Texto para leer:
↓
Esa noche, conocida como la de San Bartolomé,
los hugonotes habían sido ferozmente sustraídos de la intimidad de su hogar en
medio de la noche, como si se los sacara de la secrecía de sus pensamientos y
asesinados en público. Los victimarios, incentivados por un régimen cada vez
más temeroso de lo que la gente hacía de puertas para adentro, gritaban a viva
voz con las manos aún ensangrentadas que la masacre había sido necesaria para
preservar las buenas costumbres…como si asesinar, acusar y perseguir no se
contaran entre las primeras atrocidades morales de las cuales había qué huir.
Cómo me aterra
pensar que Locke se mostraría despavorido al saber que los motivos por los
cuales nos seguimos persiguiendo tres siglos después son por lejos más intimistas
y privados que la religión; hoy al parecer nos perseguimos en aras de nuestra
elección sexual. Si los demás no se preocupan porque mis finanzas estén en la
ruina, un ámbito público que involucra el circulante dinero, por qué se han de
preocupar por la salvación de mi alma que sólo me injiere a mí y de la cual no
puedo imaginar nada más privado, había escrito el humanista en su Carta. Hágase el mismo razonamiento
ahora con respecto a la elección sexual; hágase el mismo razonamiento con
respecto a la comunidad LGBT de esta ciudad.
↑
Material proporcionado:
↓
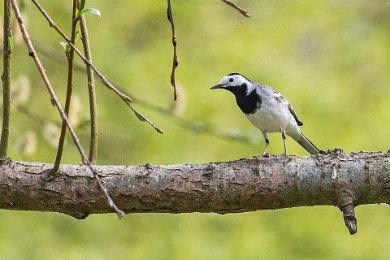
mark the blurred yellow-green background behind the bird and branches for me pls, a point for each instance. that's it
(330, 58)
↑
Actividad A:
Responde brevemente, con base en el fragmento sobre la noche de San Bartolomé:
(i) ¿De dónde fueron sacados los hugonotes esa noche?
(ii) Según los victimarios, ¿para qué había sido necesaria la masacre?
(iii) En el razonamiento del humanista, ¿qué ámbito público involucra el circulante dinero?
Actividad B:
Indica si cada afirmación concuerda con el fragmento sobre la noche de San Bartolomé. Contesta sí o no y cita las palabras que lo deciden.
(i) Los hugonotes fueron asesinados en secreto.
(ii) Hoy, al parecer, la persecución se da en aras de la elección sexual.
(iii) Se propone aplicar el mismo razonamiento a la comunidad LGBT de la ciudad.

Tu respuesta A:
(i) De la intimidad de su hogar, en medio de la noche.
(ii) Para preservar las buenas costumbres.
(iii) Las finanzas.

Tu respuesta B:
(i) No: "asesinados en público".
(ii) Sí: "hoy al parecer nos perseguimos en aras de nuestra elección sexual".
(iii) Sí: "hágase el mismo razonamiento con respecto a la comunidad LGBT de esta ciudad".